══ STORED DATA
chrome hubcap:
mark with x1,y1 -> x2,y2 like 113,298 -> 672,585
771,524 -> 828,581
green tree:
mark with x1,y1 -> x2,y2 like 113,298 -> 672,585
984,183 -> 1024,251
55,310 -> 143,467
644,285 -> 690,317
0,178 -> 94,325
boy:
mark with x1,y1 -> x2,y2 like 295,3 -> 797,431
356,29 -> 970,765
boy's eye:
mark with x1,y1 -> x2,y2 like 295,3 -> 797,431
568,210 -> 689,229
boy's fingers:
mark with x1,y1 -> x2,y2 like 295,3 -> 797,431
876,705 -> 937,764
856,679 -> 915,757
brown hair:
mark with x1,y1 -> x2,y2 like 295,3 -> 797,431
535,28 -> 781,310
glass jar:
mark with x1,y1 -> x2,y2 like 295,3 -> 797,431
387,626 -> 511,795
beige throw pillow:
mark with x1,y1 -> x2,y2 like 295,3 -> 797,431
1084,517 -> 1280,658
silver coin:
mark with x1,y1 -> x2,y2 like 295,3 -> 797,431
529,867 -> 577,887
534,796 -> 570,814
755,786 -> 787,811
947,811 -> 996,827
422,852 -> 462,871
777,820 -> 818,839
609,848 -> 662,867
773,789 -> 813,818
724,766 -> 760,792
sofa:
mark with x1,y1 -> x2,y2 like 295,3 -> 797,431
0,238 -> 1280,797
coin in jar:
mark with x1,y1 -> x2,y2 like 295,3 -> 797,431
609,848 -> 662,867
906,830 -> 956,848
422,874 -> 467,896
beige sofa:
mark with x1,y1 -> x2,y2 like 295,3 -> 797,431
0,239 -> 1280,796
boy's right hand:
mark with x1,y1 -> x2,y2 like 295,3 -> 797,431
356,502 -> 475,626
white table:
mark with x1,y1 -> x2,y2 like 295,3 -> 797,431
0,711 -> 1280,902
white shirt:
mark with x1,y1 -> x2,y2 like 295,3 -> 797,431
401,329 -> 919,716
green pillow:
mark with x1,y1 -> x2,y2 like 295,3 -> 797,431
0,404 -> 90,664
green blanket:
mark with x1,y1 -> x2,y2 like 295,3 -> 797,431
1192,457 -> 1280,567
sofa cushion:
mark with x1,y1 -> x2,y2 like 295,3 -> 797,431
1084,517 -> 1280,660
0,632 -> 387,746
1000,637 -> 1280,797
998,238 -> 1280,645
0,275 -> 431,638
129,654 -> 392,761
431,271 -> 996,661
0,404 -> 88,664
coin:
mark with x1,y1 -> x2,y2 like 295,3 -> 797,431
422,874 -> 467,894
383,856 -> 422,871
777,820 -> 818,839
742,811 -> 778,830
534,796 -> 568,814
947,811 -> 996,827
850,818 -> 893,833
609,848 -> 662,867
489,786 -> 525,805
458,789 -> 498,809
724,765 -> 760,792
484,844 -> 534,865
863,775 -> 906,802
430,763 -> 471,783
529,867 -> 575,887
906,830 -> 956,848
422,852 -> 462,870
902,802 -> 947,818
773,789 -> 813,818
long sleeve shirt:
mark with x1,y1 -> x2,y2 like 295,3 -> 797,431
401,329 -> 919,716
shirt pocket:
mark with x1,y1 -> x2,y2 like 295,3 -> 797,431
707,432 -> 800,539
════
Output all of the records above verbatim, with no changes to any line.

chrome hubcap:
mark with x1,y1 -> x2,y2 like 113,298 -> 672,585
771,524 -> 828,581
green tree:
mark with x1,y1 -> x2,y2 like 113,298 -> 672,585
984,183 -> 1024,251
55,310 -> 143,467
644,285 -> 690,317
0,178 -> 94,325
boy:
mark with x1,y1 -> x2,y2 like 295,3 -> 797,431
356,29 -> 970,765
boy's eye:
mark with x1,y1 -> x2,y2 like 295,3 -> 797,431
568,210 -> 689,229
boy's fingers:
mark with x1,y1 -> x2,y2 like 295,3 -> 797,431
876,705 -> 937,764
856,679 -> 915,757
brown hair:
mark with x1,y1 -> x2,y2 like 295,3 -> 797,431
535,28 -> 781,310
glass jar:
mark with x1,y1 -> x2,y2 like 295,3 -> 797,431
387,626 -> 511,795
beige throw pillow:
mark with x1,y1 -> x2,y2 like 295,3 -> 797,431
1084,517 -> 1280,658
silver coin:
mark with x1,y1 -> x2,y2 like 295,3 -> 797,431
529,867 -> 577,887
534,796 -> 570,814
755,786 -> 787,811
947,811 -> 996,827
422,852 -> 462,871
777,820 -> 818,839
609,848 -> 662,867
773,789 -> 813,818
724,766 -> 760,792
sofa:
mark with x1,y1 -> x2,y2 like 295,3 -> 797,431
0,238 -> 1280,797
coin in jar:
mark with x1,y1 -> x2,y2 like 295,3 -> 797,431
609,848 -> 662,867
906,830 -> 956,848
422,874 -> 467,896
beige sofa:
mark with x1,y1 -> x2,y2 like 295,3 -> 797,431
0,239 -> 1280,796
boy's right hand:
mark with x1,y1 -> x2,y2 like 295,3 -> 797,431
356,502 -> 475,626
white table:
mark with x1,y1 -> x2,y2 like 295,3 -> 797,431
0,711 -> 1280,902
white shirt:
mark with x1,y1 -> x2,y2 like 295,3 -> 797,431
401,329 -> 919,716
green pillow:
mark with x1,y1 -> x2,y2 like 295,3 -> 797,431
0,404 -> 90,664
green blanket:
mark with x1,y1 -> x2,y2 like 295,3 -> 797,431
1192,457 -> 1280,567
sofa cushion:
mark with x1,y1 -> x2,y2 like 295,3 -> 797,431
1084,517 -> 1280,660
0,632 -> 387,746
1000,637 -> 1280,797
998,238 -> 1280,645
0,275 -> 431,638
129,654 -> 392,761
431,271 -> 996,661
0,404 -> 88,664
coin:
mark with x1,y1 -> x2,y2 like 295,3 -> 797,431
422,874 -> 467,894
383,856 -> 422,871
777,820 -> 818,839
742,811 -> 778,830
534,796 -> 568,814
947,811 -> 996,827
850,818 -> 893,833
609,848 -> 662,867
489,786 -> 525,805
458,789 -> 498,809
724,765 -> 760,792
484,844 -> 534,865
863,775 -> 906,802
430,763 -> 471,783
529,867 -> 575,887
906,830 -> 956,848
422,852 -> 462,870
902,802 -> 947,818
773,789 -> 813,818
long sleeve shirt:
mark with x1,y1 -> x2,y2 like 295,3 -> 797,431
401,329 -> 919,716
shirt pocket:
mark with x1,y1 -> x2,y2 like 295,3 -> 797,431
707,432 -> 800,539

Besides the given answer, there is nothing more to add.